* [Activity]:
Beginning with the line that holds "174L314 171L236 239L163" in the data below, give again every line through the one that holds "positive clicks: (342, 196) (331, 207)", exactly as written.

=-=-=

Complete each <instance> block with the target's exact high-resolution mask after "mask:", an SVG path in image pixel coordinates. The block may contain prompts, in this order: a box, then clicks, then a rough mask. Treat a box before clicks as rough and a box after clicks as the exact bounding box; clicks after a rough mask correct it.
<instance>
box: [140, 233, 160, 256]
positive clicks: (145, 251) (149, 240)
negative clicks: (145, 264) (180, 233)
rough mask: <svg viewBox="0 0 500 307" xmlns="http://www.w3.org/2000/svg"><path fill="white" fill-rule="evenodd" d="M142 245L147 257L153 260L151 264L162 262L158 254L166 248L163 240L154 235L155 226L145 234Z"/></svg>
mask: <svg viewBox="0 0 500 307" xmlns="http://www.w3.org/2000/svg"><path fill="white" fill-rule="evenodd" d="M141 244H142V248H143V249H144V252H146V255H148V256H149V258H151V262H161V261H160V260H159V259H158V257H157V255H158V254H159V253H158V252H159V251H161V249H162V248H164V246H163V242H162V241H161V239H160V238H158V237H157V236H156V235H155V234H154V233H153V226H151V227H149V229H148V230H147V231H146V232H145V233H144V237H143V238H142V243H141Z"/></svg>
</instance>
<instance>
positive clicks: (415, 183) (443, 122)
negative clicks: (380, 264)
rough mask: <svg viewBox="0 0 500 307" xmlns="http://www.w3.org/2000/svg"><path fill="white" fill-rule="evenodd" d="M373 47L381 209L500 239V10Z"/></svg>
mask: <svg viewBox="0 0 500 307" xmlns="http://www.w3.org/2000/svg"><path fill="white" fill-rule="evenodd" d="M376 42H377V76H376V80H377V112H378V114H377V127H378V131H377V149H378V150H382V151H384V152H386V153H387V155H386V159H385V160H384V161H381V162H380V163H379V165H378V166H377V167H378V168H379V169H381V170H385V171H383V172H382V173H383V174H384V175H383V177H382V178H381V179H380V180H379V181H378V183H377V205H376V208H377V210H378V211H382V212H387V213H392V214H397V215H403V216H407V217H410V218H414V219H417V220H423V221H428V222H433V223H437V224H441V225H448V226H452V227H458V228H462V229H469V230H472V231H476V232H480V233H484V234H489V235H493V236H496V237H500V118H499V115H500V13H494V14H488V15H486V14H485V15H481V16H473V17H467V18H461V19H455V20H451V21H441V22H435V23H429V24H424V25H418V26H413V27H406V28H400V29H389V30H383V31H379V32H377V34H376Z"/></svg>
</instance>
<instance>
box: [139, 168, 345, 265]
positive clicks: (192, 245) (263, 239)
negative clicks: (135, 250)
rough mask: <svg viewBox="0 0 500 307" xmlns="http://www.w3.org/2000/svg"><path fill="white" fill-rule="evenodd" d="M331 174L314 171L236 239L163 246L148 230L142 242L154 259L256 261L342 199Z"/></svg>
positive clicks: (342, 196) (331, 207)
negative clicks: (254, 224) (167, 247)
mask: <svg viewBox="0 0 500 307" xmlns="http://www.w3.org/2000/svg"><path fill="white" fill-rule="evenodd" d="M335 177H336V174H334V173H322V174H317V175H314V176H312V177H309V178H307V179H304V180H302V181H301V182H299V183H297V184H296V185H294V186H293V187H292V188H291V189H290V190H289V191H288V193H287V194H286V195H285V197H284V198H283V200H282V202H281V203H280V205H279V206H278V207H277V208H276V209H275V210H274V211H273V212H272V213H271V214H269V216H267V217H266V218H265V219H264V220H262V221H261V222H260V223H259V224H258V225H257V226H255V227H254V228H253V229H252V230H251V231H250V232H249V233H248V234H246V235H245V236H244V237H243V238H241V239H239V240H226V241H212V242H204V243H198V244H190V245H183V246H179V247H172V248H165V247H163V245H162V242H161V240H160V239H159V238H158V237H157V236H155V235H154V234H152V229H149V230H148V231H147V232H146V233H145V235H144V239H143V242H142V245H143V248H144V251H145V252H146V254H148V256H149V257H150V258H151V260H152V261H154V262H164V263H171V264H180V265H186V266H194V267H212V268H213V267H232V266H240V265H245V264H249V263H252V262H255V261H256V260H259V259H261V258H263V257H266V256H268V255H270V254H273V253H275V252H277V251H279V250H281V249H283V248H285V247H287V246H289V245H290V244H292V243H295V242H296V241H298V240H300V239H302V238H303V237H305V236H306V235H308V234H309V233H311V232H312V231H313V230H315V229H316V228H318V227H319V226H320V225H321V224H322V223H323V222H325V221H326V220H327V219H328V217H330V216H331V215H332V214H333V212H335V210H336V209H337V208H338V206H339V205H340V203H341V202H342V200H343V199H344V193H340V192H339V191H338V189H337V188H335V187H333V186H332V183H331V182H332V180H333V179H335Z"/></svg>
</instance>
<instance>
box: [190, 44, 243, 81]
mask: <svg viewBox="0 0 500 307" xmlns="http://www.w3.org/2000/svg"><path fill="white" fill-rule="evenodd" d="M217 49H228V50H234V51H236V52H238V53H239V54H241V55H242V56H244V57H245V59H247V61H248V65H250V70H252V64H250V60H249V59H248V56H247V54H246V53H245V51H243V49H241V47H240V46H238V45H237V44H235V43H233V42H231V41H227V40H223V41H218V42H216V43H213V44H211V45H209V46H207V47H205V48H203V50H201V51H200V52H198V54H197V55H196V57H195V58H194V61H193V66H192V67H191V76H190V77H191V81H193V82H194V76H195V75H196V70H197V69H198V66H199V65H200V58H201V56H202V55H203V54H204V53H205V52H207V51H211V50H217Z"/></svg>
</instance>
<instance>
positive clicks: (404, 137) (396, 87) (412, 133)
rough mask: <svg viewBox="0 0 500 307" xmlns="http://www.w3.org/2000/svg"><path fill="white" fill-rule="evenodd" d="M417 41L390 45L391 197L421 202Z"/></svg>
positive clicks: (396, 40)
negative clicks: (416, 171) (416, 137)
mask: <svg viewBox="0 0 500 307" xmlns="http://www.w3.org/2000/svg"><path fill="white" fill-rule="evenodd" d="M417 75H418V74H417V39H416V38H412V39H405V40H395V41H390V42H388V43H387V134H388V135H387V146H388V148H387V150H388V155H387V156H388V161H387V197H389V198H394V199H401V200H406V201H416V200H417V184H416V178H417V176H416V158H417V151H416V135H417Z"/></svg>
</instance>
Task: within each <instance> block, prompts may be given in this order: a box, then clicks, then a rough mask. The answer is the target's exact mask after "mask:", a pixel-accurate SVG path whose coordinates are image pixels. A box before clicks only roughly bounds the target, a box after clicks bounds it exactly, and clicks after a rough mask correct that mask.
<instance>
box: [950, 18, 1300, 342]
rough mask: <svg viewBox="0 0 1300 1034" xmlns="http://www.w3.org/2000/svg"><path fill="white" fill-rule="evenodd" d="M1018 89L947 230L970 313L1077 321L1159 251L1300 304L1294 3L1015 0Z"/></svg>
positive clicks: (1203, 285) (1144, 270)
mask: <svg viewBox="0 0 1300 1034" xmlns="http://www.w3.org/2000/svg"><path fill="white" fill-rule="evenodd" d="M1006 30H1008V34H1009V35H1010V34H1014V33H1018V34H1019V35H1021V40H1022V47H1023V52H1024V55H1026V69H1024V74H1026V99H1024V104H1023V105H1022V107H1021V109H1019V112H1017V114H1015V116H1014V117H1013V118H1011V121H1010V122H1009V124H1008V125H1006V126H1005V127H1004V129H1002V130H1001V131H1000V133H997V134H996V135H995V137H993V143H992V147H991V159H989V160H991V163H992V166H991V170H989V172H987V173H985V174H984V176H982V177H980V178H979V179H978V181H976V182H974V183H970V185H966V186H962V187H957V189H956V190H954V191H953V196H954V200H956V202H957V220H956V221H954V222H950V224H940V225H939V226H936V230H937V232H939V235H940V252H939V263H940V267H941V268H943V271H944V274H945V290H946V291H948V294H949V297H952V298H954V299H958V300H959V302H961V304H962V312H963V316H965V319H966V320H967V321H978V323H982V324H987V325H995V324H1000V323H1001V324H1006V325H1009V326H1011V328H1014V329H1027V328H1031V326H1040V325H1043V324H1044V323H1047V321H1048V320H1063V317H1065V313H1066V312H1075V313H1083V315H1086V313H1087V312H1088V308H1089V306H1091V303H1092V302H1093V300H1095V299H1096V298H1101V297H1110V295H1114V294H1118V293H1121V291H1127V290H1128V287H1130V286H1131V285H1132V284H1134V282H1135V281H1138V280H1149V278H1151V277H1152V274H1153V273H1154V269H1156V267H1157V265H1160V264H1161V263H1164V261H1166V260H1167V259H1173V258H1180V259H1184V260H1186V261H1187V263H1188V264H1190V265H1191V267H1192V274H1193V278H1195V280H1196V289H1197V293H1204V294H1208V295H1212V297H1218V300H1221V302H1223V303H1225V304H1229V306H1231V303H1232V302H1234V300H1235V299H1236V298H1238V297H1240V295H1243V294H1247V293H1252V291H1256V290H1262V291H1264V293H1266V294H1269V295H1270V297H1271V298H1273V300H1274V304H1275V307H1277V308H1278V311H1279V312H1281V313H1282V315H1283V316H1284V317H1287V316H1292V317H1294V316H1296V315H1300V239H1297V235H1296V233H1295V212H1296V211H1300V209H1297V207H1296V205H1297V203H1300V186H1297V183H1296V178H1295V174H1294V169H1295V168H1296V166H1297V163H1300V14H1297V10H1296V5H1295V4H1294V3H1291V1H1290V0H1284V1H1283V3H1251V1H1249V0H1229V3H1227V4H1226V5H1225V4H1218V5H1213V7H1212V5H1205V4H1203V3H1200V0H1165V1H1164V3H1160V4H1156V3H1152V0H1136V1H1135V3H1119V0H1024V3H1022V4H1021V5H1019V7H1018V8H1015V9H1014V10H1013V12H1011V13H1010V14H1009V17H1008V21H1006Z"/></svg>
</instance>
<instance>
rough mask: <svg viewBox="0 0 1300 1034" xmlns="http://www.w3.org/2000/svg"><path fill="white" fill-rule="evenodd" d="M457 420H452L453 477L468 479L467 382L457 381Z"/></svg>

=-=-=

* [Answer area]:
rough mask: <svg viewBox="0 0 500 307" xmlns="http://www.w3.org/2000/svg"><path fill="white" fill-rule="evenodd" d="M331 174L314 171L236 239L163 246L148 230L142 242L154 259L256 261L342 199Z"/></svg>
positive clicks: (342, 196) (331, 207)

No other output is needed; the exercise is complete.